Given task: Rewrite the lines of the listing below as a numbered list, starting with the line containing "Locate the bird's claw" and continuing through the end of the listing, both ends included. Omit blank lines.
>> start Data to use
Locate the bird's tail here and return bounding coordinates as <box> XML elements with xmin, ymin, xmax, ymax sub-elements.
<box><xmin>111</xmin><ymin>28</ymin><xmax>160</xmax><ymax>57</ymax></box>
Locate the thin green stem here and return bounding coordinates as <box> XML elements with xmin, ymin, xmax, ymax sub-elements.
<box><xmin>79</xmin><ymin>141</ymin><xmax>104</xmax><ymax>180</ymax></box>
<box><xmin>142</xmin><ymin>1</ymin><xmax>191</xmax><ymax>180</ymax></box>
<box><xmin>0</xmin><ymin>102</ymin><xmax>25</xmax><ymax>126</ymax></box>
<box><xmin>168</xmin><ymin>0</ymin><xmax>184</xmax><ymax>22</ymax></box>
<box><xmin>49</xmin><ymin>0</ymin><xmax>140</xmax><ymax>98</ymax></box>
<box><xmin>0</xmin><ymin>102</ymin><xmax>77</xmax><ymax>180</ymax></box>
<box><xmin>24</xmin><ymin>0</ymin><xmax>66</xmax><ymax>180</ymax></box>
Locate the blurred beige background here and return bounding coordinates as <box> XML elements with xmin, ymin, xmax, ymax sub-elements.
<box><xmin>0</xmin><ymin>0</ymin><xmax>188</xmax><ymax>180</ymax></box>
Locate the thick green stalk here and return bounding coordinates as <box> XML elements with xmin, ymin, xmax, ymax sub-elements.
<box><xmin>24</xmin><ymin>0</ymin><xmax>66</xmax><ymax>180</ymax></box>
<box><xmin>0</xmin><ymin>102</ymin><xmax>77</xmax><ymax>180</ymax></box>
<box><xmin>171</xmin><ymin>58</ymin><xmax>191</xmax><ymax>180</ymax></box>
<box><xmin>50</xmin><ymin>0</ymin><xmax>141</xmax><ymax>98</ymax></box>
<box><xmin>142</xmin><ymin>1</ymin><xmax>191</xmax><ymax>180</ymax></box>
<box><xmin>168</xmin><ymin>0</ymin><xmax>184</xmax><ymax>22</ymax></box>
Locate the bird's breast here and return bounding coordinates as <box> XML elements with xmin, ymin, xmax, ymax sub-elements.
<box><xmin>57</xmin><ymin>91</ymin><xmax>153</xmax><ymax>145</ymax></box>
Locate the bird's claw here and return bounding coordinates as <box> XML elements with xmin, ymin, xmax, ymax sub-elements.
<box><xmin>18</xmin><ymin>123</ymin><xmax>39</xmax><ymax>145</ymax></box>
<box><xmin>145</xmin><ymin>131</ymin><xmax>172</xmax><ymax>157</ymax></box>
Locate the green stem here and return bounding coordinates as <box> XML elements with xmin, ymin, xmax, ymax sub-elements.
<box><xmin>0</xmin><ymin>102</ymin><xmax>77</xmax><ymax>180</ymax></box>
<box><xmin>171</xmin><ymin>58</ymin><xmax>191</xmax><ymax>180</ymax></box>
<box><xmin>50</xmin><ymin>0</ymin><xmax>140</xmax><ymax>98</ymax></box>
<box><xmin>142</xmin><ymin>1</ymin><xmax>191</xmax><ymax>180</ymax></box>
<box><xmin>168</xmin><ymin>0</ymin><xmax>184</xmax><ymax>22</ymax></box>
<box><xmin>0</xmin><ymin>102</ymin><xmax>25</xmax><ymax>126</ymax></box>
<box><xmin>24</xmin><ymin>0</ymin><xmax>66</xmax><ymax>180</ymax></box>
>> end Data to use
Exercise response:
1. Locate the bird's claw here and return bounding coordinates as <box> XML elements with xmin, ymin, xmax, ymax sub-elements.
2. <box><xmin>18</xmin><ymin>123</ymin><xmax>39</xmax><ymax>145</ymax></box>
3. <box><xmin>145</xmin><ymin>131</ymin><xmax>172</xmax><ymax>157</ymax></box>
4. Locate the green stem here and return bounding coordinates as <box> XML elements with xmin, ymin, xmax, ymax sub-elements.
5. <box><xmin>0</xmin><ymin>102</ymin><xmax>77</xmax><ymax>180</ymax></box>
6. <box><xmin>171</xmin><ymin>58</ymin><xmax>191</xmax><ymax>180</ymax></box>
7. <box><xmin>50</xmin><ymin>0</ymin><xmax>140</xmax><ymax>98</ymax></box>
8. <box><xmin>142</xmin><ymin>1</ymin><xmax>191</xmax><ymax>180</ymax></box>
9. <box><xmin>168</xmin><ymin>0</ymin><xmax>184</xmax><ymax>22</ymax></box>
10. <box><xmin>0</xmin><ymin>102</ymin><xmax>25</xmax><ymax>126</ymax></box>
11. <box><xmin>24</xmin><ymin>0</ymin><xmax>66</xmax><ymax>180</ymax></box>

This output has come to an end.